TEXT SECTION
----
Single by Shakespears Sister

from the album #3
- Released: June 1996
- Recorded: 1995
- Genre: Glam rock, Britpop
- Label: London Records
- Songwriter(s): Siobhan Fahey, Bob Hodgens, David A. Stewart
- Producer(s): David A. Stewart, Flood, Alan Moulder

Shakespears Sister singles chronology
| "My 16th Apology" (1993) | "I Can Drive" (1996) | "Bitter Pill" (2002) |

= I Can Drive =

"I Can Drive" is a song by UK pop act Shakespears Sister, released in June 1996 as the lead single from their third studio album #3. The song was co-written and produced by Fahey's then-husband David A. Stewart and featured the now prominent record producer/writer Jimmy Hogarth on guitar.
----
[Segmentation labeling items]
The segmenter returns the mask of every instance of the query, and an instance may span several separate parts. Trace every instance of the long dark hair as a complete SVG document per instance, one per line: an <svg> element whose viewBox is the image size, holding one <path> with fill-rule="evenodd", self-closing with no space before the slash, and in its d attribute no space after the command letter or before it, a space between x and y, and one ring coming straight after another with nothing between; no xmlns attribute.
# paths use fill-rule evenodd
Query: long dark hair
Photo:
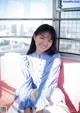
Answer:
<svg viewBox="0 0 80 113"><path fill-rule="evenodd" d="M53 26L51 25L48 25L48 24L42 24L41 26L39 26L36 31L34 32L33 36L34 35L40 35L44 32L49 32L51 34L51 38L53 40L53 43L52 43L52 46L46 51L49 55L52 55L52 54L55 54L58 52L57 48L56 48L56 31L54 29ZM30 48L27 52L27 54L31 54L33 52L35 52L36 50L36 45L35 45L35 41L33 39L33 36L32 36L32 40L31 40L31 44L30 44Z"/></svg>

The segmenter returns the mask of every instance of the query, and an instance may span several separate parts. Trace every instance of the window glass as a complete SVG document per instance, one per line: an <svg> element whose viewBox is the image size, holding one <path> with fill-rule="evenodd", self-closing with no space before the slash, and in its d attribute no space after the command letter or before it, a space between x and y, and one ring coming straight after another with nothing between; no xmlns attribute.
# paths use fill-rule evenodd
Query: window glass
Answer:
<svg viewBox="0 0 80 113"><path fill-rule="evenodd" d="M62 8L80 7L80 0L62 0Z"/></svg>
<svg viewBox="0 0 80 113"><path fill-rule="evenodd" d="M0 18L51 18L52 0L0 0Z"/></svg>

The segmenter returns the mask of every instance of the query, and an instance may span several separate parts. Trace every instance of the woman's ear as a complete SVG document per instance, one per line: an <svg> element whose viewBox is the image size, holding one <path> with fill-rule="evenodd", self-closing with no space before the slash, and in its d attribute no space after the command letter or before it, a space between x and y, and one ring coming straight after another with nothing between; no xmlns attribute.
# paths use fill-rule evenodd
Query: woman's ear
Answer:
<svg viewBox="0 0 80 113"><path fill-rule="evenodd" d="M35 35L35 34L33 35L33 39L34 39L34 41L35 41L35 39L36 39L36 35Z"/></svg>

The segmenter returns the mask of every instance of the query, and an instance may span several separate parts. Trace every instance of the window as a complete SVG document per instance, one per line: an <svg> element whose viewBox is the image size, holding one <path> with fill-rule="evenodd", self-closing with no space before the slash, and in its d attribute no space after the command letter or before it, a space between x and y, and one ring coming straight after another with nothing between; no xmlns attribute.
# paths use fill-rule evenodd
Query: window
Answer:
<svg viewBox="0 0 80 113"><path fill-rule="evenodd" d="M0 0L0 53L26 53L35 29L52 25L52 0Z"/></svg>
<svg viewBox="0 0 80 113"><path fill-rule="evenodd" d="M59 51L80 55L80 0L62 0L60 4Z"/></svg>

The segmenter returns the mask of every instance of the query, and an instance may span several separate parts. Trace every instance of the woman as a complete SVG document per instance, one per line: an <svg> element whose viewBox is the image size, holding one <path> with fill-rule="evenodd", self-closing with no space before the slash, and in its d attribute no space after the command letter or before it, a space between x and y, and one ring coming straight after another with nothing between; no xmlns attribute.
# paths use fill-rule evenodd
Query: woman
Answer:
<svg viewBox="0 0 80 113"><path fill-rule="evenodd" d="M61 57L56 49L56 31L48 24L39 26L32 36L27 55L22 60L23 81L16 91L24 113L43 113L50 105L50 95L57 87Z"/></svg>

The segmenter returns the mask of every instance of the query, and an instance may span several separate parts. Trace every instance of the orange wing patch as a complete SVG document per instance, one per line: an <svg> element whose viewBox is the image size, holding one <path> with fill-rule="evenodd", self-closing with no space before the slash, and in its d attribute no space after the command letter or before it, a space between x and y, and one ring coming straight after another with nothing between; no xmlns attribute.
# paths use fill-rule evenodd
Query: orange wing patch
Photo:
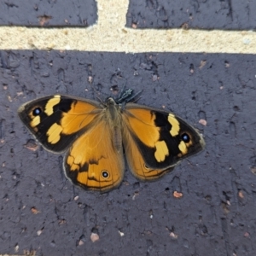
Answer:
<svg viewBox="0 0 256 256"><path fill-rule="evenodd" d="M109 124L97 122L81 135L67 154L64 166L67 177L84 189L107 191L119 186L124 176L124 157L122 150L113 145Z"/></svg>

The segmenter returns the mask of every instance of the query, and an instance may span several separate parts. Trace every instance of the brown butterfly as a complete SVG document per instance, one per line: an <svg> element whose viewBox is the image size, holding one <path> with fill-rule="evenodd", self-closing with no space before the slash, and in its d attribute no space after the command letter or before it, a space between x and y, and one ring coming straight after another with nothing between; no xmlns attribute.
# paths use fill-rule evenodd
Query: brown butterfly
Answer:
<svg viewBox="0 0 256 256"><path fill-rule="evenodd" d="M55 95L28 102L19 116L49 151L62 153L66 176L84 189L108 191L123 180L123 147L140 180L154 180L205 146L202 136L174 113L129 102L126 90L105 103Z"/></svg>

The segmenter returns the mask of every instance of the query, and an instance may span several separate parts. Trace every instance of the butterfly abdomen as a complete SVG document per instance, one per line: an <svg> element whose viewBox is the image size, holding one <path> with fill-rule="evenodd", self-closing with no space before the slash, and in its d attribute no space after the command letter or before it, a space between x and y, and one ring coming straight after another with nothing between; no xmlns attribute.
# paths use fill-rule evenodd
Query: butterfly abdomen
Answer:
<svg viewBox="0 0 256 256"><path fill-rule="evenodd" d="M121 113L119 105L113 98L106 102L106 125L111 127L113 147L117 152L122 152L122 134L121 134Z"/></svg>

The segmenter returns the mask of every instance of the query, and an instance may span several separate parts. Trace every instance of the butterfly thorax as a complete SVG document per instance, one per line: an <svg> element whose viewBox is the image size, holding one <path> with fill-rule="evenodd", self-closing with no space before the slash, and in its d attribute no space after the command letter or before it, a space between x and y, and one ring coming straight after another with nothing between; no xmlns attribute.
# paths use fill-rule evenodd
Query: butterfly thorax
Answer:
<svg viewBox="0 0 256 256"><path fill-rule="evenodd" d="M122 149L121 113L119 106L109 97L106 101L106 121L112 127L113 146L120 152Z"/></svg>

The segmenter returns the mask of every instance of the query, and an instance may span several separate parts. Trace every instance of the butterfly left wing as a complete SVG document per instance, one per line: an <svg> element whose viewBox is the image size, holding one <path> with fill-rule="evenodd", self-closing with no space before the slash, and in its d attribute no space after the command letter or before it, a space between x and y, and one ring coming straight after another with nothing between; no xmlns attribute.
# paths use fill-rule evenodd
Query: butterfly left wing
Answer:
<svg viewBox="0 0 256 256"><path fill-rule="evenodd" d="M49 96L21 105L18 114L49 151L61 153L84 132L102 111L96 102L68 96Z"/></svg>
<svg viewBox="0 0 256 256"><path fill-rule="evenodd" d="M102 116L72 145L64 169L73 183L101 192L120 184L125 172L123 148L114 147L113 130L109 119Z"/></svg>
<svg viewBox="0 0 256 256"><path fill-rule="evenodd" d="M142 180L161 177L204 148L201 135L172 113L128 103L122 116L127 162Z"/></svg>
<svg viewBox="0 0 256 256"><path fill-rule="evenodd" d="M121 183L122 147L114 147L111 120L100 103L75 96L49 96L22 105L19 116L48 150L67 152L66 176L84 189L105 192ZM119 131L119 130L118 130Z"/></svg>

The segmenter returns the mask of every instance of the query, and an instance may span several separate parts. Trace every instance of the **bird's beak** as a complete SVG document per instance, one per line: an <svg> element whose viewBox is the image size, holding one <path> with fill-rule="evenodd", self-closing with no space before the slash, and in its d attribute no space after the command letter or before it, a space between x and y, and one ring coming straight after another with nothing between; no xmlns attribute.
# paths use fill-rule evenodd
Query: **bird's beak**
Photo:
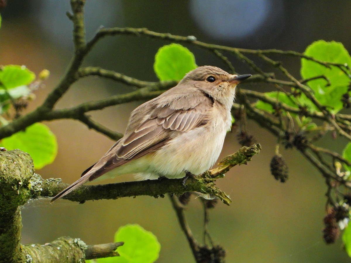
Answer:
<svg viewBox="0 0 351 263"><path fill-rule="evenodd" d="M252 76L251 74L245 74L243 75L238 75L235 77L227 81L230 83L235 83L238 84L240 83L243 80L246 80L248 77L250 77Z"/></svg>

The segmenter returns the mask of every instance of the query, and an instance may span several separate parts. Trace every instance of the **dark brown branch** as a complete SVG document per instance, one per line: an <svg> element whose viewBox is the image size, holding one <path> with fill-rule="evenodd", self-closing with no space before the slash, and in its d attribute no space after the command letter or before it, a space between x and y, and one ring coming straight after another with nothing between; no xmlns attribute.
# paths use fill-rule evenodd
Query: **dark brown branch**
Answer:
<svg viewBox="0 0 351 263"><path fill-rule="evenodd" d="M188 240L188 242L190 246L190 248L191 249L193 255L195 257L195 260L197 260L197 255L199 253L199 244L194 237L191 230L185 219L185 215L184 214L184 208L178 200L178 197L174 195L173 196L170 195L169 196L172 205L177 214L177 217L178 218L178 221L180 225L180 227L185 234L186 239Z"/></svg>
<svg viewBox="0 0 351 263"><path fill-rule="evenodd" d="M92 259L119 256L115 250L117 248L123 245L124 244L124 242L118 242L87 246L85 251L85 259Z"/></svg>
<svg viewBox="0 0 351 263"><path fill-rule="evenodd" d="M123 134L114 132L100 123L93 121L86 114L83 114L79 120L86 124L89 129L93 129L97 132L106 135L112 140L118 141L123 136Z"/></svg>

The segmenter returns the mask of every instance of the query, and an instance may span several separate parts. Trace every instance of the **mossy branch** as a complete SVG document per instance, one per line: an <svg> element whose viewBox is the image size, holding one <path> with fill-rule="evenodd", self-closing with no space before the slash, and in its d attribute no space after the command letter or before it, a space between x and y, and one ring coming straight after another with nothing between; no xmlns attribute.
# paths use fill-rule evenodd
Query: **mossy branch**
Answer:
<svg viewBox="0 0 351 263"><path fill-rule="evenodd" d="M64 237L44 245L21 244L19 207L40 191L29 155L19 150L0 151L0 262L60 263L118 256L123 242L87 246L79 238Z"/></svg>
<svg viewBox="0 0 351 263"><path fill-rule="evenodd" d="M139 195L163 197L166 194L180 195L186 192L195 191L216 196L229 205L231 202L230 198L216 187L214 182L224 177L225 173L233 166L246 164L260 149L259 144L250 147L243 147L222 159L218 167L189 178L185 185L181 179L165 178L161 181L147 180L83 186L65 198L84 203L88 200ZM54 196L67 185L62 183L60 179L44 180L34 173L33 161L28 154L19 150L0 151L0 188L2 190L0 193L0 232L2 233L0 236L0 261L76 262L79 259L85 258L87 248L84 242L79 239L61 237L45 245L22 246L20 244L22 224L19 206L29 199L39 195ZM113 246L107 247L111 248ZM106 250L105 247L103 250L105 256L106 256L106 253L117 255L113 252L115 249ZM101 249L100 247L94 247ZM90 255L100 256L102 254L92 252ZM71 261L67 261L67 258Z"/></svg>
<svg viewBox="0 0 351 263"><path fill-rule="evenodd" d="M180 195L186 192L197 191L207 194L219 198L229 205L229 197L214 185L218 178L224 177L229 169L237 165L246 164L252 156L261 150L259 144L250 147L243 147L233 154L227 156L220 162L219 166L202 174L189 178L183 185L183 179L130 182L97 186L83 186L63 197L71 201L83 203L89 200L116 199L122 197L148 195L163 197L166 194ZM53 197L69 185L60 179L42 179L35 175L33 179L32 196Z"/></svg>

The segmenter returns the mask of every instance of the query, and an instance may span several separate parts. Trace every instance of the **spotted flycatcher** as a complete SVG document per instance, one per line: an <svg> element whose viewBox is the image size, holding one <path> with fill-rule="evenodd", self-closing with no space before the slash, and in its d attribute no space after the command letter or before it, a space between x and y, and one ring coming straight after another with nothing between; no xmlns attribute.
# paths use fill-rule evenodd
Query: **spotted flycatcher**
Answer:
<svg viewBox="0 0 351 263"><path fill-rule="evenodd" d="M51 202L103 175L134 174L146 180L208 170L230 129L235 87L251 75L212 66L192 70L176 87L134 110L123 137Z"/></svg>

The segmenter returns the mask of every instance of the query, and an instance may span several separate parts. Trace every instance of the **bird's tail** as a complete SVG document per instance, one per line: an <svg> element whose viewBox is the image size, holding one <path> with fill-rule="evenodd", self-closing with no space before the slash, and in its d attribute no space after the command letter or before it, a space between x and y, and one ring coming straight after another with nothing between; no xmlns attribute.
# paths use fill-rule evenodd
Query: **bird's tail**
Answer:
<svg viewBox="0 0 351 263"><path fill-rule="evenodd" d="M67 187L67 188L64 190L62 190L55 196L53 197L52 199L50 200L50 202L52 203L54 202L57 200L58 200L60 198L63 197L66 195L68 194L71 191L72 191L76 188L79 187L81 185L85 183L87 181L89 181L89 176L88 176L88 175L87 174L85 175L84 176L81 177L77 181Z"/></svg>

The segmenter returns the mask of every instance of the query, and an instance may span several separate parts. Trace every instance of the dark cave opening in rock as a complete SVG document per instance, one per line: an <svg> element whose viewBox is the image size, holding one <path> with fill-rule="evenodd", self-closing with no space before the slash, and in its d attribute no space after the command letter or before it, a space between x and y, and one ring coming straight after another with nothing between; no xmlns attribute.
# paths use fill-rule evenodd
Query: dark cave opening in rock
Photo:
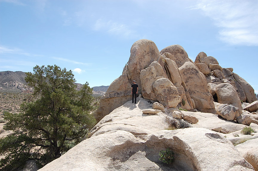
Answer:
<svg viewBox="0 0 258 171"><path fill-rule="evenodd" d="M215 94L213 95L212 97L213 97L213 100L214 100L214 102L218 102L218 97L217 97L217 94L215 93Z"/></svg>

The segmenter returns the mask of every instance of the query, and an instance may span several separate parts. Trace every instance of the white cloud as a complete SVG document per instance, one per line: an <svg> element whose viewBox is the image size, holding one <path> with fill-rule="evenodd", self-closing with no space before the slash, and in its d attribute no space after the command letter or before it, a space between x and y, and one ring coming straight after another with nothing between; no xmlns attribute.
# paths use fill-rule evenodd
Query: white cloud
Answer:
<svg viewBox="0 0 258 171"><path fill-rule="evenodd" d="M130 29L126 24L114 22L111 20L105 21L102 19L97 20L93 25L95 31L103 31L110 34L122 36L124 38L137 37L136 32Z"/></svg>
<svg viewBox="0 0 258 171"><path fill-rule="evenodd" d="M75 64L82 64L83 65L87 65L90 64L89 63L83 63L82 62L77 62L74 60L70 60L70 59L63 58L62 57L53 57L52 58L53 59L57 59L57 60L62 60L65 62L70 62L72 63L75 63Z"/></svg>
<svg viewBox="0 0 258 171"><path fill-rule="evenodd" d="M15 54L33 57L42 57L44 56L43 55L32 54L29 53L24 52L22 49L16 48L10 48L0 45L0 54L1 53Z"/></svg>
<svg viewBox="0 0 258 171"><path fill-rule="evenodd" d="M220 28L219 38L231 44L258 46L256 1L201 0L190 10L200 9Z"/></svg>
<svg viewBox="0 0 258 171"><path fill-rule="evenodd" d="M76 72L77 72L79 74L81 74L82 72L85 71L84 70L82 70L81 69L79 68L76 68L75 69L73 70L73 71Z"/></svg>

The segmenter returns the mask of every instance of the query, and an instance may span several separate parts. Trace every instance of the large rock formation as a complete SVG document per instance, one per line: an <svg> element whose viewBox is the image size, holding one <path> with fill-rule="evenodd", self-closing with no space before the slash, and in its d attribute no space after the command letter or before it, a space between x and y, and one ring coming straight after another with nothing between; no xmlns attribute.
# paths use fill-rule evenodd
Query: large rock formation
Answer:
<svg viewBox="0 0 258 171"><path fill-rule="evenodd" d="M95 116L99 121L129 100L130 86L133 80L136 80L139 86L138 92L143 98L157 101L165 107L188 110L196 109L217 114L213 102L217 102L218 99L219 102L238 108L241 114L241 101L250 103L256 99L251 86L233 73L233 71L232 68L222 68L215 57L207 56L203 52L198 54L194 63L180 45L169 46L159 52L152 41L140 40L133 45L129 60L122 75L110 85L101 100ZM165 87L165 85L160 84L158 89L162 89L161 92L154 83L162 78L169 80L171 86ZM229 96L228 93L215 93L215 85L222 83L229 83L233 86L236 93L235 99L238 97L237 102L226 102L225 99L232 97L230 95L227 97ZM173 91L169 90L172 87Z"/></svg>
<svg viewBox="0 0 258 171"><path fill-rule="evenodd" d="M91 131L90 138L39 171L254 170L221 133L199 128L164 130L167 125L163 113L142 113L151 105L142 98L136 105L126 103L105 116ZM209 120L209 115L216 116L204 114L202 117ZM204 125L199 116L196 125ZM221 120L213 118L213 122ZM169 164L159 159L161 150L168 148L174 153Z"/></svg>

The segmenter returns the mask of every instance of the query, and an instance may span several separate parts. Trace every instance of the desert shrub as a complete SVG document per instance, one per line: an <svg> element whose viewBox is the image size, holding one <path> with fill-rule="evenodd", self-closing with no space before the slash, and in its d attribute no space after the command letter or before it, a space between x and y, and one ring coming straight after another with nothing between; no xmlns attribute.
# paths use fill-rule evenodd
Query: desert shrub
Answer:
----
WHAT TO WORK ON
(1) In the records, begin at the line that contains "of the desert" and stop after the final line of the records. Give each of those lines as one string in a JSON list, leaving out blank lines.
(2) Continue the article about the song "I Can Drive" from where it stops.

ANSWERS TO THE PROBLEMS
(1)
[
  "The segmenter returns the mask of every instance of the query, and an instance may span several separate parts. Trace every instance of the desert shrub as a complete SVG document per instance, one per line: an <svg> element whose viewBox is the image size, holding one <path> with fill-rule=\"evenodd\", self-closing with no space before the slash, and in its d attribute no space after the command letter or before it, a space between x and y, and one ring coming straight after another with nothing between; no xmlns attribute.",
  "# paths use fill-rule evenodd",
  "Query: desert shrub",
  "Answer:"
]

(2)
== Background ==
"I Can Drive" peaked at #30 on the UK Singles Chart, and was not released internationally. Although intended as the lead single from the band's third album, London Records then opted not to release the album at all and Shakespears Sister were dropped by the company, making this their last release with the label. Siobhan Fahey, the act's only full member by that time, eventually obtained the rights to release the album herself (via her website) in 2005. She later claimed that she was dropped by the label not because of the mediocre chart performance of "I Can Drive", but due to the label thinking the album was "too alternative for a woman of my age".

== Critical reception ==
British magazine Music Week rated "I Can Drive" five out of five, picking it as Single of the Week. The reviewer wrote, "Strings and harpsichord give this return single from Siobhan Fahey an olde world feel. Fahey has her fans, and they'll welcome this unusual offering." Taylor Parkes of Melody Maker noted it is not "melodically repulsive, but, like U2, I just can't take it, simply because of the steaming smugness that streams from every pore". He added, "Bo Diddley remains cool because he has never waivered: preserve us from these Everything but the Girl types who return from the dumper with 'a new sound' and that meaningless commodity, 'attitude', and expect us to swallow."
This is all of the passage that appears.